## WHAT YOU HAVE TO DO
Reproduce every row from the line with "the wave, one" up to and including the line with "the curb, one", offsetting each pixel coordinate by adding 140 to both numbers. Omit the pictures.

## begin

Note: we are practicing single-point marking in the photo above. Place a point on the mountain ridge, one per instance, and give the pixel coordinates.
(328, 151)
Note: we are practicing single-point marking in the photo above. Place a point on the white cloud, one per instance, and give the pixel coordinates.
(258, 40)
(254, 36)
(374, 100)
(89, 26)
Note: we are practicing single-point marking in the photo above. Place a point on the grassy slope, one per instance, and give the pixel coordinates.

## end
## begin

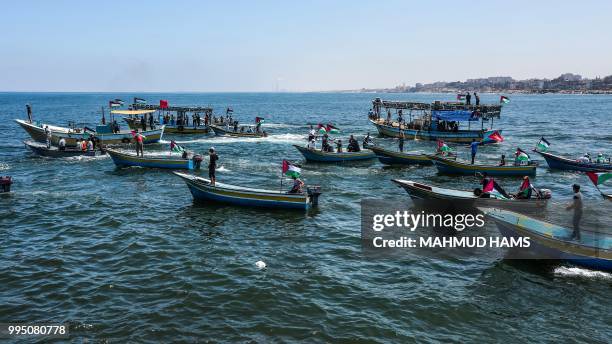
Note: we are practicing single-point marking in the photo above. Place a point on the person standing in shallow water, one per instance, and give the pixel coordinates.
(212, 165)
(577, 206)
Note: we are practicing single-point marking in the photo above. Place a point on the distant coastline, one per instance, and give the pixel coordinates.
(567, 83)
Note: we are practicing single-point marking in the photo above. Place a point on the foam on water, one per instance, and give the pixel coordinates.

## end
## begin

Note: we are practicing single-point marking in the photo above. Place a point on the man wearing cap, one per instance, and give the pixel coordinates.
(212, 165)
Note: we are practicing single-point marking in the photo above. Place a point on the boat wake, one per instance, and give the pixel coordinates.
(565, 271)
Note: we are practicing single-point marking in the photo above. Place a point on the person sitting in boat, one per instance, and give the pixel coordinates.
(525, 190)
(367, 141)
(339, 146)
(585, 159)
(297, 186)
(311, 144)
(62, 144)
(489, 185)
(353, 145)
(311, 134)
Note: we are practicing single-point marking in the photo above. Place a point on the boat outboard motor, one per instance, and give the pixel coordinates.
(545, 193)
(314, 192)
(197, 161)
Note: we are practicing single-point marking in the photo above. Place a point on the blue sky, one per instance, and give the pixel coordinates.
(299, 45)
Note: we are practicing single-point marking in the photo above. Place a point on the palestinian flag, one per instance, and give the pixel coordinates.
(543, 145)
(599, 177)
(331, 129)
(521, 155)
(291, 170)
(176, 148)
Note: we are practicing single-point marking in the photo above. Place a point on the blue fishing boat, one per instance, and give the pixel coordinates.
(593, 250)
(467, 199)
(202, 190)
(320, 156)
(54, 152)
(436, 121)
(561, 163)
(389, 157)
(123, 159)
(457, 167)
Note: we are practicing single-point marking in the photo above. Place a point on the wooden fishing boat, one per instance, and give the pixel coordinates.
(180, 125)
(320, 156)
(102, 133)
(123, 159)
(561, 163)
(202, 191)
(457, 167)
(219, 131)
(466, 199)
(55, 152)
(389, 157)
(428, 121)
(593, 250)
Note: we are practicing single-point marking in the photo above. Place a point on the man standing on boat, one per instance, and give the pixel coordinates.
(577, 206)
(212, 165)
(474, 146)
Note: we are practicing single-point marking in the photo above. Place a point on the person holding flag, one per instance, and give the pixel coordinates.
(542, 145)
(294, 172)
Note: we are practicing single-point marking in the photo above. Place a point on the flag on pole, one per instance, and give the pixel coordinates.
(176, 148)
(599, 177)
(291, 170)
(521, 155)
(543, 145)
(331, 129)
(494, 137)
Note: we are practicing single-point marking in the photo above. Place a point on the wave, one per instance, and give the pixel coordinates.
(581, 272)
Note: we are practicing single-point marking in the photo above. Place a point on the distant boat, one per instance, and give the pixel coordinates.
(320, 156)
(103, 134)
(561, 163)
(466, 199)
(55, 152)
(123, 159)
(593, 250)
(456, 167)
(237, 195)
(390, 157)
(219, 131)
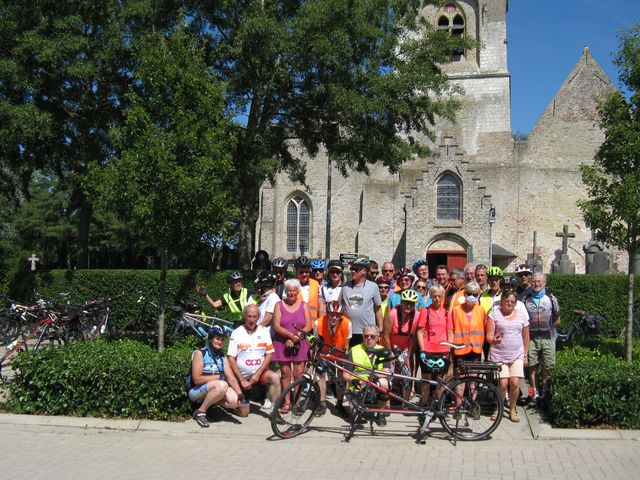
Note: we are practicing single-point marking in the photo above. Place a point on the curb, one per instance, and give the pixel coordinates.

## end

## RESULT OF THIS TASK
Note: we are practicing single-point marking in the photo above. Place a point on the wave, one per instance, and give the pixel coordinates.
(721, 412)
Note: we are practicing single-point marking in the photo above. Place a point on the distant boat, one per instance, and give the pixel coordinates.
(460, 296)
(243, 274)
(701, 303)
(606, 339)
(195, 292)
(263, 299)
(733, 390)
(596, 307)
(377, 335)
(530, 297)
(359, 271)
Note: we are practicing single-point marking in the photo above. Place a point on the curb, one per instance, and give the pixel coordinates.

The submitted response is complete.